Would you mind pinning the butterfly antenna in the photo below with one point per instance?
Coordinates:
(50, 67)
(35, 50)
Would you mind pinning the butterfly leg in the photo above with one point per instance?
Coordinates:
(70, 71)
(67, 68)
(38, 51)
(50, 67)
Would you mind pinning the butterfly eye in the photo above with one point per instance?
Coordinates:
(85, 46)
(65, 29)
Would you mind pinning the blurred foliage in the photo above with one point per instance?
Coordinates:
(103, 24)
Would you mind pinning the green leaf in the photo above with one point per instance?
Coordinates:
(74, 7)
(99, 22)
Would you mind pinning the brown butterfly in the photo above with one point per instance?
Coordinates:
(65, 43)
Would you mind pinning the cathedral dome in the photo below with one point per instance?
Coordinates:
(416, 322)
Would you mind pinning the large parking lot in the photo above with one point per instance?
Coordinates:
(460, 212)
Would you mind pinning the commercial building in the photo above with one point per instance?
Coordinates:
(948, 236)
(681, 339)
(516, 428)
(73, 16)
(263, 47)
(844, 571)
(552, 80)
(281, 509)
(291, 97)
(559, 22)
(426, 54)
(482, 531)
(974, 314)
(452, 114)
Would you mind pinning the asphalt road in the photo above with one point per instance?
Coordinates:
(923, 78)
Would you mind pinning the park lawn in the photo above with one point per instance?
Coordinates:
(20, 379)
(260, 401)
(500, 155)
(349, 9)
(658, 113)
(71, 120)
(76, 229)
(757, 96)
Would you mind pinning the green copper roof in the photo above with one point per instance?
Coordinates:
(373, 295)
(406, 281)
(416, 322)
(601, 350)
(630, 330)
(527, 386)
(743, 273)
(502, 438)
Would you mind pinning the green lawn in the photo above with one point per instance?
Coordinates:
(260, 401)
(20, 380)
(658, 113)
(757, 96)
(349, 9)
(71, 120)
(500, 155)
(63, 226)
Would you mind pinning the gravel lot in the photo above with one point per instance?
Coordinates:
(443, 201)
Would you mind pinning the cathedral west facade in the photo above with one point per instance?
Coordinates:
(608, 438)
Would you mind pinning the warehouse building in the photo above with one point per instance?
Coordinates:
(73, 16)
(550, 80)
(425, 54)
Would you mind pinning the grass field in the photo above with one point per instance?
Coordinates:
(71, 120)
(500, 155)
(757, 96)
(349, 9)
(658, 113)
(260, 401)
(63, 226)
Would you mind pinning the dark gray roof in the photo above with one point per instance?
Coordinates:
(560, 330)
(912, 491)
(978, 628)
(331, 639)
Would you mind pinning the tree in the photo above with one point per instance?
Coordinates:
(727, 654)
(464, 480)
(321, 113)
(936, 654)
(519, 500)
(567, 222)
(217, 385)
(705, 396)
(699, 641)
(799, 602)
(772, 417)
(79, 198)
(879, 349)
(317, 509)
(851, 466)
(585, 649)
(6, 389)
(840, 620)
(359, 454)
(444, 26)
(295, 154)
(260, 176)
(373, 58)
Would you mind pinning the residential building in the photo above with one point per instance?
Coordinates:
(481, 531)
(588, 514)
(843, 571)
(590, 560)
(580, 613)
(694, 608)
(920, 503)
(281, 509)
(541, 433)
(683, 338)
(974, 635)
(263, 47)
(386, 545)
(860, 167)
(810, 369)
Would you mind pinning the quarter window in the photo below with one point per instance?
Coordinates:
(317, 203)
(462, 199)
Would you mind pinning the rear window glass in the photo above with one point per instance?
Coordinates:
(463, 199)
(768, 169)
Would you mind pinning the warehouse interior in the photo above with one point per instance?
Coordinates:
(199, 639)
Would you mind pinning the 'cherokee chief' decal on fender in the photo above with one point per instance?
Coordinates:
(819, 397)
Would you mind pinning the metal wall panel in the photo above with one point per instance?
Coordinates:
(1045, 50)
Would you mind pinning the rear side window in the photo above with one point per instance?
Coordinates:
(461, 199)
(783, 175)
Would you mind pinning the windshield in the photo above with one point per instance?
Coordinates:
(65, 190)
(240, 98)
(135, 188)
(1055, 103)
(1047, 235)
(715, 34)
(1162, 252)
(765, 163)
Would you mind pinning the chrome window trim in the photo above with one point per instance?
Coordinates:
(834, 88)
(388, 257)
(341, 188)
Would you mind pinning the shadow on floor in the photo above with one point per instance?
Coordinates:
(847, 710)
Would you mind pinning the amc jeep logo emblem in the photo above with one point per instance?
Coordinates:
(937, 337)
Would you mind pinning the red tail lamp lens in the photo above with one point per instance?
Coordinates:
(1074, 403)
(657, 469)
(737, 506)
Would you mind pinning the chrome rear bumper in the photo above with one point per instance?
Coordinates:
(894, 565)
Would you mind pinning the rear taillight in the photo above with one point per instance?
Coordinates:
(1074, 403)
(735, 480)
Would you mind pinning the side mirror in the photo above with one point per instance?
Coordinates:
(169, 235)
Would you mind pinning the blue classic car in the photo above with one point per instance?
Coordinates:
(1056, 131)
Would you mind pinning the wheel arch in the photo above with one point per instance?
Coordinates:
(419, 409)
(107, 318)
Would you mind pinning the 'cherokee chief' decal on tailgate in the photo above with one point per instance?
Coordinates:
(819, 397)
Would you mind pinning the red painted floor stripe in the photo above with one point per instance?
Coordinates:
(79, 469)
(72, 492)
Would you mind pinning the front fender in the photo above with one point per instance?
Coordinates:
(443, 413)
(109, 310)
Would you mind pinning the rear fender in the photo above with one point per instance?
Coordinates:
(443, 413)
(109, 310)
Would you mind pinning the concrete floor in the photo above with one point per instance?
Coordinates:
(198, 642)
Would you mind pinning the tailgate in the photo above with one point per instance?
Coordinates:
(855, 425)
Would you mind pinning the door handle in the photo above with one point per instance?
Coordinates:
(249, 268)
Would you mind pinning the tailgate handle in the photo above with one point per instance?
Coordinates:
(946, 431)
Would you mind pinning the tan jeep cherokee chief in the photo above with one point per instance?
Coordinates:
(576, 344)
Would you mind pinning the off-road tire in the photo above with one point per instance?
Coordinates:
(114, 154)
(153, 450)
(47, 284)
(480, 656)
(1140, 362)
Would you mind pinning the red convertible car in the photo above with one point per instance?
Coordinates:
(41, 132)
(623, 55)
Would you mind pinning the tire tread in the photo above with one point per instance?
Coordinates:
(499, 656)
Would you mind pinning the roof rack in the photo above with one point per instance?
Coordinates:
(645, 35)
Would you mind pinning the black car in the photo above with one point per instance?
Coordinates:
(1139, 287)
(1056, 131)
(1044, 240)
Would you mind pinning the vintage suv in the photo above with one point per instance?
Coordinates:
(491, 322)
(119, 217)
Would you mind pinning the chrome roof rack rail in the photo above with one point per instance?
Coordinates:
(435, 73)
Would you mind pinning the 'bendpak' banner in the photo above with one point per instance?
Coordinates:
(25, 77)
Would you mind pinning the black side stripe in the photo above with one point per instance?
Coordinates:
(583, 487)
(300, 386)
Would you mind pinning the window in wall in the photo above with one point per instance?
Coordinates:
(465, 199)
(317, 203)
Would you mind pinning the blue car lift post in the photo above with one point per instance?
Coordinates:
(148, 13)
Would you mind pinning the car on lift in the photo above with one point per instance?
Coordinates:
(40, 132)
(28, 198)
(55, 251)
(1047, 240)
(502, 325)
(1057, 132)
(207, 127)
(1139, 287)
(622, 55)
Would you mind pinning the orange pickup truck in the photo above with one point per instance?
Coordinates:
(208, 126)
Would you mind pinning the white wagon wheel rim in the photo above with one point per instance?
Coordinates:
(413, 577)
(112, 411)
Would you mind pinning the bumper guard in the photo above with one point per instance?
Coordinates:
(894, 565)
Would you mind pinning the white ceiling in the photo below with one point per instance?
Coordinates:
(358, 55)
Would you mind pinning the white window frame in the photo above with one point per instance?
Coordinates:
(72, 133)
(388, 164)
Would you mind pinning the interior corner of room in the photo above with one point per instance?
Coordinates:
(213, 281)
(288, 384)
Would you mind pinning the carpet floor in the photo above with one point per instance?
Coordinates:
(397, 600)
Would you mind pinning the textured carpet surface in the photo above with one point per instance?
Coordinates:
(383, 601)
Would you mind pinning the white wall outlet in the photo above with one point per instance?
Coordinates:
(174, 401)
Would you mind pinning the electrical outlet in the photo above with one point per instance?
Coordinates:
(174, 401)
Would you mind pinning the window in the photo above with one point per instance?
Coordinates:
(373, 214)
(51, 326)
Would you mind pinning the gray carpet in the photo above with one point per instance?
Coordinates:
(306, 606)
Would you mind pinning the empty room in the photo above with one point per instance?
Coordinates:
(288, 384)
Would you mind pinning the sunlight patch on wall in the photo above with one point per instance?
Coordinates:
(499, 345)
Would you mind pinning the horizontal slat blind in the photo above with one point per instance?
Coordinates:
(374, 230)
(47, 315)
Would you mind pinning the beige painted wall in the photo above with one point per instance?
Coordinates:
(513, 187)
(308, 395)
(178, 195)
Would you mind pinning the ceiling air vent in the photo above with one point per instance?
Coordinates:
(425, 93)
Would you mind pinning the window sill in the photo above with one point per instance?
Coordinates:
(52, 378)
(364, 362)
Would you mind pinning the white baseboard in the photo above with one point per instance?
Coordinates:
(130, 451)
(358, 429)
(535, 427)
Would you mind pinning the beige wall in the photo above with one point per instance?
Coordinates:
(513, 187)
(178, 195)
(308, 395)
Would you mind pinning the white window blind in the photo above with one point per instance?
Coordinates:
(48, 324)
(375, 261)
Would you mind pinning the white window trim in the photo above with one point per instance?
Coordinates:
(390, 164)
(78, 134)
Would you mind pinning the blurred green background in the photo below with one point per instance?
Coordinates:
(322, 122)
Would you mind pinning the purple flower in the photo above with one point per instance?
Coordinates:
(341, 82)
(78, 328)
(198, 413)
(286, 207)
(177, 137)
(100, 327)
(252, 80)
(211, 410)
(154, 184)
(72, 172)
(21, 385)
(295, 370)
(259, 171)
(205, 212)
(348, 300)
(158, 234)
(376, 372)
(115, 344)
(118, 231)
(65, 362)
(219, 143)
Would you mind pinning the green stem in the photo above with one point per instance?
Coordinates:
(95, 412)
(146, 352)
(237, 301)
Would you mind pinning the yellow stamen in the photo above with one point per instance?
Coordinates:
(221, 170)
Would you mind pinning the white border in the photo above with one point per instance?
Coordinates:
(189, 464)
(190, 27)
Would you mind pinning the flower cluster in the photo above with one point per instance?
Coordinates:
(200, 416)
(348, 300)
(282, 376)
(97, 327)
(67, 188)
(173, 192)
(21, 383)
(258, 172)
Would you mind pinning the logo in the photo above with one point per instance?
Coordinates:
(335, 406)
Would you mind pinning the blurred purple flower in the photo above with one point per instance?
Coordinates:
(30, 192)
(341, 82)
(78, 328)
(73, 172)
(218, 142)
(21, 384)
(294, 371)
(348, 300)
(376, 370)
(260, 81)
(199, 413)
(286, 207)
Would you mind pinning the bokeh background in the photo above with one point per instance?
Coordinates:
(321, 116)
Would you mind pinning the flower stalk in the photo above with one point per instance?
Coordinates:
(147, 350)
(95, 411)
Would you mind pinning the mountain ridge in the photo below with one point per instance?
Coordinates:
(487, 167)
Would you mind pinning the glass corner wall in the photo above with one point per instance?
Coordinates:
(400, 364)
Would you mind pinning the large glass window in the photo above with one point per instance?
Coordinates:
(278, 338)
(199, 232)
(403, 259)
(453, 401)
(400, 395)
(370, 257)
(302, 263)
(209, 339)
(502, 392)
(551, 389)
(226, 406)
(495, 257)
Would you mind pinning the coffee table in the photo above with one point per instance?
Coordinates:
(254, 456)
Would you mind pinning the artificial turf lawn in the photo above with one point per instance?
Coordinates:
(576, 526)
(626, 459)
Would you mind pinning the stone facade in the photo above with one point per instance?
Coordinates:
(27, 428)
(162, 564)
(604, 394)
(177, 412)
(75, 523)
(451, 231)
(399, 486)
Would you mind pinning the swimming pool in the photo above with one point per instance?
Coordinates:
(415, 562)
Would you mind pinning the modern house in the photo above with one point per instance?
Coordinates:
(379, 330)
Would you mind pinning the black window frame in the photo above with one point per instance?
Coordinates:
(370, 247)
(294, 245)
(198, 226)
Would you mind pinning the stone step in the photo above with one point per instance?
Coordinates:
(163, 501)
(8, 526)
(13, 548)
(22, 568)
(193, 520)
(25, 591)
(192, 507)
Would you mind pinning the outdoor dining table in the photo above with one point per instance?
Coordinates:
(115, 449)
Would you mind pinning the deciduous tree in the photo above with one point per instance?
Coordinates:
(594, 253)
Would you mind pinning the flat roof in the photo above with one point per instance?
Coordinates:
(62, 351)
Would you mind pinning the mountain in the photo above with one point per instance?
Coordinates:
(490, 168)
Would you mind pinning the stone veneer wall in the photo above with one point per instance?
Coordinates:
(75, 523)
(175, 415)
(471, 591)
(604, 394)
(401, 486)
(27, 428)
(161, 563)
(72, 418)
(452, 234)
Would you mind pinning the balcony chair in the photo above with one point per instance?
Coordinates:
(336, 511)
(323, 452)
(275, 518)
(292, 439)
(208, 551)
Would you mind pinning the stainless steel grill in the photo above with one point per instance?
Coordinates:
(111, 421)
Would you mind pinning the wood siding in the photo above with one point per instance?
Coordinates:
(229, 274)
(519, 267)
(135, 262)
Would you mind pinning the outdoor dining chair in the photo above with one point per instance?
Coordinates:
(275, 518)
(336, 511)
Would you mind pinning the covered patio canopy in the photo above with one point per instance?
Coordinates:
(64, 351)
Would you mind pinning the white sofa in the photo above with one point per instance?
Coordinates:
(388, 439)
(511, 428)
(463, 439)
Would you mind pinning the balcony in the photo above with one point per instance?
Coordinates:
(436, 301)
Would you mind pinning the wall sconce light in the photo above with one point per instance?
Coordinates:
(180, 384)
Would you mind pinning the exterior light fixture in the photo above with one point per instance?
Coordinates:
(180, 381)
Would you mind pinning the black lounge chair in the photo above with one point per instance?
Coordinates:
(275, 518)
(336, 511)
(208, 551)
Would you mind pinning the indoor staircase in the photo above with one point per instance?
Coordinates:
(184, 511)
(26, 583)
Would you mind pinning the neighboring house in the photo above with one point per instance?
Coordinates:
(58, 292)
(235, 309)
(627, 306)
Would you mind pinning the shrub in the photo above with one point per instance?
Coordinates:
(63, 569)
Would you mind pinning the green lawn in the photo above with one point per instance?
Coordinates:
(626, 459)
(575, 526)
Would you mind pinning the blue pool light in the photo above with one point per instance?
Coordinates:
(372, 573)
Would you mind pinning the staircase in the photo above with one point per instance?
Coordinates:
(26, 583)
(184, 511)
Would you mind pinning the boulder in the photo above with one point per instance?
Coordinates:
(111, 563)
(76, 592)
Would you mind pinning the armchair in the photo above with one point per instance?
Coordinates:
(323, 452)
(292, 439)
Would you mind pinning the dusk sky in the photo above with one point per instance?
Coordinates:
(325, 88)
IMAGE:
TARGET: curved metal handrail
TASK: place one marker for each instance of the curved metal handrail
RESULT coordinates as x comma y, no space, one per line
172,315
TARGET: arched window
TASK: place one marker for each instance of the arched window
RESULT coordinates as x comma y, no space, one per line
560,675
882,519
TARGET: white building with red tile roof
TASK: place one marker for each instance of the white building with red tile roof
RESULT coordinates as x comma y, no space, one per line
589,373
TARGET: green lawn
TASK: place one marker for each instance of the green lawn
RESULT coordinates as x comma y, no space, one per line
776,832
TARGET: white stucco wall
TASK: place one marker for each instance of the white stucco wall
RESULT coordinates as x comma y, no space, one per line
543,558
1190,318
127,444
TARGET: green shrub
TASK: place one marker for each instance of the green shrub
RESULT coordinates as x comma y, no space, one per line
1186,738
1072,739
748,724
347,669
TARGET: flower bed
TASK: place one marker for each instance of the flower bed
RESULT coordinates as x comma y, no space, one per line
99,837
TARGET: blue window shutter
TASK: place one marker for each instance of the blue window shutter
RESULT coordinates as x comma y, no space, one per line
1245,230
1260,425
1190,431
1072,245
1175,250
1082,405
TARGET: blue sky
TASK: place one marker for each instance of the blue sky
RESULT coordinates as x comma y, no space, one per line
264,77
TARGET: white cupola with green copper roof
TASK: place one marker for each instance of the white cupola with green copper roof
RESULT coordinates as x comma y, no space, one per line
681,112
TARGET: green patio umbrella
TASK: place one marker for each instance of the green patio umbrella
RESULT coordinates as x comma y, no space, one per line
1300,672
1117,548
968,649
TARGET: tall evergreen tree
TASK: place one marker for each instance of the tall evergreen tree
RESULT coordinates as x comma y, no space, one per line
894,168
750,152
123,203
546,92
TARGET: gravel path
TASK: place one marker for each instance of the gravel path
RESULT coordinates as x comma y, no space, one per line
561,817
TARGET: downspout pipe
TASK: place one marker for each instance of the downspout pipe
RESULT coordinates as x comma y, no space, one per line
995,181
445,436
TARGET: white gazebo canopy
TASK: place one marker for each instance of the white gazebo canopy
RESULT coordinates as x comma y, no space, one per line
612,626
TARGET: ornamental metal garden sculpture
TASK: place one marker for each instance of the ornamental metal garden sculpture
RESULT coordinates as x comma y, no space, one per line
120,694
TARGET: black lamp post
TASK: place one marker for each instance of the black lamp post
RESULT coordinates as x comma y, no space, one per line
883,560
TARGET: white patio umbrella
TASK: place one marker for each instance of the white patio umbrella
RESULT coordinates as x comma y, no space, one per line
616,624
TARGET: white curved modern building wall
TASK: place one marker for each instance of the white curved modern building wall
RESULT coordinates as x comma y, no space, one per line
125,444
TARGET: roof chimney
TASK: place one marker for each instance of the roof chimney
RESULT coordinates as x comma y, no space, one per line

**WHAT THE EXERCISE ASKS**
Review the preceding data and report every line that includes the string "bumper".

**EXERCISE RESPONSE**
Would you mind pinning the chrome rear bumper in the photo above with one point per instance?
Would you mind pinning the bumper guard in the photo above with one point per instance?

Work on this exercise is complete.